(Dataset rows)
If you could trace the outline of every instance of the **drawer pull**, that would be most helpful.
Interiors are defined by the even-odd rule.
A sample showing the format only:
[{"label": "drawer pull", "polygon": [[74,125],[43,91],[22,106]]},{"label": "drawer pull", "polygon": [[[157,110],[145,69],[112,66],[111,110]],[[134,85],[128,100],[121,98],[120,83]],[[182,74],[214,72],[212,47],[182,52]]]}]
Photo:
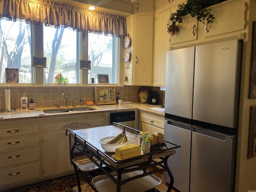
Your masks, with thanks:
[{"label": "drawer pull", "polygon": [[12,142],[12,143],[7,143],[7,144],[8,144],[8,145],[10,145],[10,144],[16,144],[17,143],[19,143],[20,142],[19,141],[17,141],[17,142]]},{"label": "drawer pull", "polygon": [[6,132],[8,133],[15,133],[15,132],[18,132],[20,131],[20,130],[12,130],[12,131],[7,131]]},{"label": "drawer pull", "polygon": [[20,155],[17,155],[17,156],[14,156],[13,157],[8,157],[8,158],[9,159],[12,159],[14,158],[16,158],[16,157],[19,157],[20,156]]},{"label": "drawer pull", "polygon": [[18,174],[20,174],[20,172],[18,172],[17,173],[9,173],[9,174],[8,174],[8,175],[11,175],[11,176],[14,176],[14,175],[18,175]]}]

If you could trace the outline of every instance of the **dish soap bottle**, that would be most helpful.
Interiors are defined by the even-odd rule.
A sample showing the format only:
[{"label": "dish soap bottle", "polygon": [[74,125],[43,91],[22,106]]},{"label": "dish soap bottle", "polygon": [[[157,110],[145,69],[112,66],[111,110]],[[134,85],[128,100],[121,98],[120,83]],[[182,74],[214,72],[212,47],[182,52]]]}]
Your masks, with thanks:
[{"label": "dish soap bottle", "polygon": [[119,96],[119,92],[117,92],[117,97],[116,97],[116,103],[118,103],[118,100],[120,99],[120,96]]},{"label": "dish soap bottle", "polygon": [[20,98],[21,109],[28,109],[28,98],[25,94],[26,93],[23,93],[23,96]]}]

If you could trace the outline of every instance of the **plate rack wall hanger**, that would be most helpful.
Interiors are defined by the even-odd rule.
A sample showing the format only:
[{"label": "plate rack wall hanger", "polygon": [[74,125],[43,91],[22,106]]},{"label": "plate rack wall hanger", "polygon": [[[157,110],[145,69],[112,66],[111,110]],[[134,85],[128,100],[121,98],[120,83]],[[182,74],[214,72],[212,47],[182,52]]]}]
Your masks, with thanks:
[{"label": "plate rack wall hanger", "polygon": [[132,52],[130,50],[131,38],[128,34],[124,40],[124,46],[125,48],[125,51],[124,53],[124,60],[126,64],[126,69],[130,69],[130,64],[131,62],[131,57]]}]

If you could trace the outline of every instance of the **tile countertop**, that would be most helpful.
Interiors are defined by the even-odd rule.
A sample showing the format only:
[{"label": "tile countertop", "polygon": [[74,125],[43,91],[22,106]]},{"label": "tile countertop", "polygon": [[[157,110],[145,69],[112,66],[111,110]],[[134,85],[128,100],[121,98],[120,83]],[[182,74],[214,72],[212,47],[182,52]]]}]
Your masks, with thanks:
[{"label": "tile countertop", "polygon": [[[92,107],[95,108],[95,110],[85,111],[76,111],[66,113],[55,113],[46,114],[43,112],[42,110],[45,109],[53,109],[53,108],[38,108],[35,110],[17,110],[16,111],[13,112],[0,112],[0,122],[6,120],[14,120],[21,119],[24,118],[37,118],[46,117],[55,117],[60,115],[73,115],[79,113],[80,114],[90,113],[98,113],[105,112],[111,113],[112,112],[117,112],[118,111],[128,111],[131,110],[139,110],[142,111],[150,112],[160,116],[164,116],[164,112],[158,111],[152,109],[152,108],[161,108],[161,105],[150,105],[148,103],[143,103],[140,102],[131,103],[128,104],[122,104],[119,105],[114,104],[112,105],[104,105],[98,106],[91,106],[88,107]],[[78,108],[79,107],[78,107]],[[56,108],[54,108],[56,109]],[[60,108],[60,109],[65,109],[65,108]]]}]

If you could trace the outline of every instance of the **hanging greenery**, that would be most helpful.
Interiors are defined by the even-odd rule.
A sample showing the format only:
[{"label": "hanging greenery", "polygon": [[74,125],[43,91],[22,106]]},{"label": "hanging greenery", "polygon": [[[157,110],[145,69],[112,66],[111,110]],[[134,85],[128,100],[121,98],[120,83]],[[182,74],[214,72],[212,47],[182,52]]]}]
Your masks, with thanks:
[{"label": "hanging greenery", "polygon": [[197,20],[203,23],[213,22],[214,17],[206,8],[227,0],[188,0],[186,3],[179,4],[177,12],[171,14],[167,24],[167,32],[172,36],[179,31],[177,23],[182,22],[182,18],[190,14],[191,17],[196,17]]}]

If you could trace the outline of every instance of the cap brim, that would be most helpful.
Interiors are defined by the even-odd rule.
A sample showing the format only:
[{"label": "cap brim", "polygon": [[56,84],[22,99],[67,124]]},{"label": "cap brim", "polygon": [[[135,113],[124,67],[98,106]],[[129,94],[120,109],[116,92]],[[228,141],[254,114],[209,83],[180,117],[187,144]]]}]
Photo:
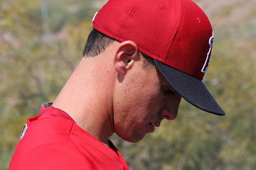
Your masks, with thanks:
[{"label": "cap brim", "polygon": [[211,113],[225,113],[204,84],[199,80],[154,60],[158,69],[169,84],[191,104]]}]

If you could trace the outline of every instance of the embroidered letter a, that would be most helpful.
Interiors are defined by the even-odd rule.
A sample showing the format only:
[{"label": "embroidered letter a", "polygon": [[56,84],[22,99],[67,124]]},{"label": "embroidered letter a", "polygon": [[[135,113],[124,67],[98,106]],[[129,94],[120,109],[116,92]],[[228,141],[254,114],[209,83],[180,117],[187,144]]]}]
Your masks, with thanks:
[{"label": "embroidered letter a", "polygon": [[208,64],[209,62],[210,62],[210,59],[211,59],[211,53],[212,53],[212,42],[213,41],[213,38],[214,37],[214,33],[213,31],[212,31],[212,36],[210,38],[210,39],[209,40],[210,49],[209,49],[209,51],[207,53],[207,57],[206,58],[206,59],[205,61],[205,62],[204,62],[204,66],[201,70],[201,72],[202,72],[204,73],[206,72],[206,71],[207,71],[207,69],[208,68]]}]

EXERCISE DETAILS:
Reproduce all of the records with "with thanks" swapped for "as requested" and everything else left unchanged, omitting the pictures.

SOLUTION TO THIS EXERCISE:
If you could trace the outline of every instance of the **drawer pull**, that would be most helpful.
Interiors are defined by the even-odd rule.
A sample showing the format only:
[{"label": "drawer pull", "polygon": [[74,125],[43,91],[22,106]]},{"label": "drawer pull", "polygon": [[[157,110],[145,69],[112,66],[111,110]],[[134,85],[128,100],[121,98],[120,83]],[[182,74],[214,72],[212,47],[182,52]]]}]
Photo:
Your masks, as requested:
[{"label": "drawer pull", "polygon": [[12,142],[12,143],[7,143],[7,144],[8,144],[8,145],[10,145],[10,144],[16,144],[17,143],[19,143],[20,142],[19,141],[17,141],[17,142]]},{"label": "drawer pull", "polygon": [[6,132],[8,133],[15,133],[15,132],[18,132],[20,131],[20,130],[12,130],[12,131],[7,131]]},{"label": "drawer pull", "polygon": [[20,155],[17,155],[17,156],[14,156],[13,157],[8,157],[8,158],[9,159],[12,159],[14,158],[16,158],[16,157],[19,157],[20,156]]},{"label": "drawer pull", "polygon": [[18,174],[20,174],[20,172],[18,172],[17,173],[9,173],[9,174],[8,174],[8,175],[11,175],[11,176],[14,176],[14,175],[18,175]]}]

If you could trace the outline of every instance of the **dish soap bottle**, that would be most helpful.
Interiors are defined by the even-odd rule.
A sample showing the format only:
[{"label": "dish soap bottle", "polygon": [[74,125],[43,91],[22,106]]},{"label": "dish soap bottle", "polygon": [[[157,110],[145,69],[112,66],[111,110]],[[134,85],[128,100],[121,98],[120,83]],[[182,74],[214,72],[212,47],[182,52]]]}]
Your masks, as requested:
[{"label": "dish soap bottle", "polygon": [[119,96],[119,92],[117,92],[117,97],[116,97],[116,103],[118,103],[118,100],[120,99],[120,96]]},{"label": "dish soap bottle", "polygon": [[20,98],[21,109],[28,109],[28,98],[25,94],[26,93],[23,93],[23,96]]}]

If you could trace the outline of every instance of the **plate rack wall hanger**, that would be most helpful.
Interiors are defined by the even-odd rule.
A sample showing the format only:
[{"label": "plate rack wall hanger", "polygon": [[74,125],[43,91],[22,106]]},{"label": "plate rack wall hanger", "polygon": [[[157,110],[145,69],[112,66],[111,110]],[[134,85],[128,100],[121,98],[120,83]],[[182,74],[214,72],[212,47],[182,52]]]}]
Your masks, as requested:
[{"label": "plate rack wall hanger", "polygon": [[132,52],[130,50],[131,38],[128,34],[124,40],[124,46],[125,48],[125,51],[124,53],[124,60],[126,64],[126,69],[130,69],[130,64],[131,62],[131,57]]}]

If you could trace the outline of every instance of the **tile countertop**, that would be most helpful.
Interiors are defined by the even-odd rule.
A sample showing the format only:
[{"label": "tile countertop", "polygon": [[74,125],[43,91],[22,106]]},{"label": "tile countertop", "polygon": [[[157,110],[145,69],[112,66],[111,110]],[[134,85],[128,100],[121,98],[120,83]],[[182,74],[214,72],[212,47],[182,52]]]}]
Your masks, as requested:
[{"label": "tile countertop", "polygon": [[[92,107],[95,108],[95,110],[85,111],[76,111],[66,113],[55,113],[46,114],[43,112],[42,110],[45,109],[53,109],[53,108],[38,108],[35,110],[17,110],[16,111],[13,112],[0,112],[0,122],[6,120],[14,120],[21,119],[24,118],[37,118],[46,117],[55,117],[60,115],[73,115],[79,113],[80,114],[90,113],[98,113],[105,112],[111,113],[112,112],[117,112],[118,111],[128,111],[131,110],[139,110],[142,111],[150,112],[160,116],[164,116],[164,112],[158,111],[152,109],[152,108],[161,108],[161,105],[150,105],[148,103],[143,103],[140,102],[131,103],[128,104],[122,104],[119,105],[114,104],[112,105],[104,105],[98,106],[91,106],[88,107]],[[78,108],[79,107],[78,107]],[[56,108],[54,108],[56,109]],[[60,108],[60,109],[65,109],[65,108]]]}]

If you could trace the outline of every instance of the **hanging greenery**, that would be most helpful.
Interiors are defined by the even-odd rule.
A sample showing the format only:
[{"label": "hanging greenery", "polygon": [[74,125],[43,91],[22,106]]},{"label": "hanging greenery", "polygon": [[[157,110],[145,69],[112,66],[111,110]],[[134,85],[128,100],[121,98],[120,83]],[[182,74],[214,72],[212,47],[182,52]]]}]
Your masks, as requested:
[{"label": "hanging greenery", "polygon": [[197,20],[203,23],[213,22],[214,17],[206,8],[227,0],[188,0],[186,3],[179,4],[177,12],[171,14],[167,24],[167,32],[172,36],[179,31],[177,23],[182,22],[182,18],[190,14],[191,17],[196,17]]}]

If you could trace the outline of every instance of the cap brim, that would be most helpful.
Interiors are defined by the even-odd rule.
A sample showing the format only:
[{"label": "cap brim", "polygon": [[56,84],[22,99],[67,124]]},{"label": "cap brim", "polygon": [[[135,113],[124,67],[98,106]],[[129,94],[120,109],[116,92]],[[228,141],[254,114],[209,83],[180,117],[187,144]]]}]
Photo:
Your masks, as requested:
[{"label": "cap brim", "polygon": [[211,113],[225,113],[204,84],[199,80],[154,60],[158,69],[169,84],[191,104]]}]

If you could trace the outline of every instance of the embroidered letter a, that would be most helpful.
Interiors are defined by the even-odd rule.
A sample showing the format only:
[{"label": "embroidered letter a", "polygon": [[56,84],[22,99],[67,124]]},{"label": "embroidered letter a", "polygon": [[[135,113],[124,67],[98,106]],[[129,94],[120,109],[116,92]],[[228,141],[254,114],[209,83],[180,117],[187,144]]]}]
Your masks, as requested:
[{"label": "embroidered letter a", "polygon": [[208,64],[209,62],[210,62],[210,59],[211,59],[211,53],[212,53],[212,42],[213,41],[213,38],[214,37],[214,33],[213,31],[212,31],[212,36],[210,38],[210,39],[209,40],[210,49],[209,49],[209,51],[207,53],[207,57],[206,58],[206,59],[205,61],[205,62],[204,62],[204,66],[201,70],[201,72],[202,72],[204,73],[206,72],[206,71],[207,71],[207,69],[208,68]]}]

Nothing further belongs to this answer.